### REQUIRED TASK
Turn every item below into a numbered list with one line per entry and no blank lines. Leave the pictures out of your answer.

### MATERIAL SUPPLIED
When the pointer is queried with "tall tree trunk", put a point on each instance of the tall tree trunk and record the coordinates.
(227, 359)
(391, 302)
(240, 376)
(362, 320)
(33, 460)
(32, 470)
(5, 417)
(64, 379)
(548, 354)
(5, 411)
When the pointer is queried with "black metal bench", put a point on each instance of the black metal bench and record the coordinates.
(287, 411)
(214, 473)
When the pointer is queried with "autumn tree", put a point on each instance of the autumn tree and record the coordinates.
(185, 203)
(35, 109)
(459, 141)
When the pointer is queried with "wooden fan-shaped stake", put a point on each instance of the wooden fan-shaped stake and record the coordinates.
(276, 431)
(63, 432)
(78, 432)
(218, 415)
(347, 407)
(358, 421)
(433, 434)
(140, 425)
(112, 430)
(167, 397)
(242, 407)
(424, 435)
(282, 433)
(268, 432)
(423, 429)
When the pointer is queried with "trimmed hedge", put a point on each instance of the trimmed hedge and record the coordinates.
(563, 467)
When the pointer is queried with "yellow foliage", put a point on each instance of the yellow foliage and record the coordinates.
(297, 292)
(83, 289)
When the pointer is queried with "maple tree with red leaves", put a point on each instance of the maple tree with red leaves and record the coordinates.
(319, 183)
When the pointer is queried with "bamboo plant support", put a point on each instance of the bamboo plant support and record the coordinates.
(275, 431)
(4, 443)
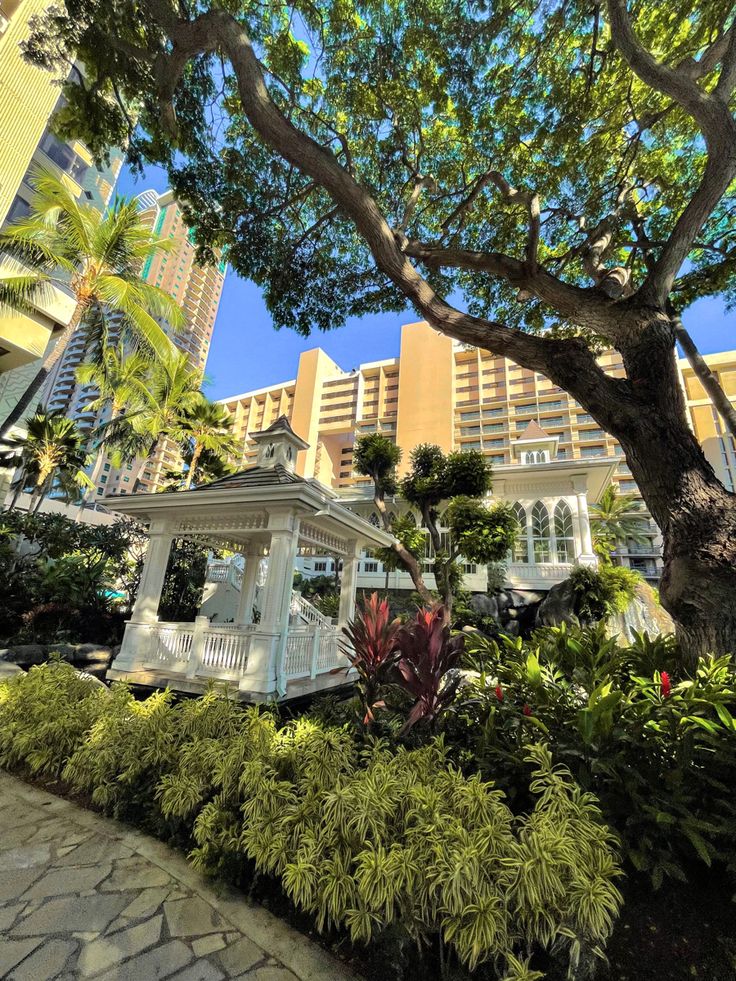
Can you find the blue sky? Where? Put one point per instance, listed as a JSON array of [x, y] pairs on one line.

### EXPECTED OUTPUT
1. When the pointer is queried with "tall tree trunk", put a point on each instance of the tall tree trunk and record the coordinates.
2. (227, 359)
3. (391, 302)
4. (240, 376)
5. (362, 320)
6. (33, 460)
7. (32, 470)
8. (5, 417)
9. (64, 379)
10. (548, 354)
11. (5, 411)
12. When the pointer is queried with "black metal bench", put a point on each instance of the black metal bench and record the coordinates.
13. (287, 411)
14. (214, 473)
15. When the pointer is queried with "autumn tree", put a point on each instance of the autumn tree and record the coordinates.
16. (185, 203)
17. (35, 109)
18. (459, 141)
19. When the pointer is queried with "wooden fan-shaped stake", put a point on each instance of the wooden fan-shaped stake and record the coordinates.
20. (276, 431)
21. (63, 432)
22. (78, 432)
23. (218, 415)
24. (347, 407)
25. (358, 421)
26. (433, 434)
27. (140, 425)
28. (112, 430)
29. (167, 397)
30. (242, 407)
31. (424, 435)
32. (282, 433)
33. (268, 432)
34. (423, 429)
35. When the pointer is queried with "trimmed hedge", put a point on each instance of the trimmed hedge and record the coordinates.
36. (563, 467)
37. When the pointer is queried with "yellow foliage", put a point on each instance of the yellow foliage and record the coordinates.
38. (297, 292)
39. (83, 289)
40. When the pointer is queried with "maple tree with red leaves", put a point on each instance of the maple tree with red leaves and record the coordinates.
41. (319, 183)
42. When the pointer is queried with "bamboo plant support", put a point on each instance of the bamboo plant support and record the coordinates.
43. (275, 431)
44. (4, 443)
45. Can you find the blue sky? Where? Put one point per instance, listed as a JSON array of [x, y] pairs on one line.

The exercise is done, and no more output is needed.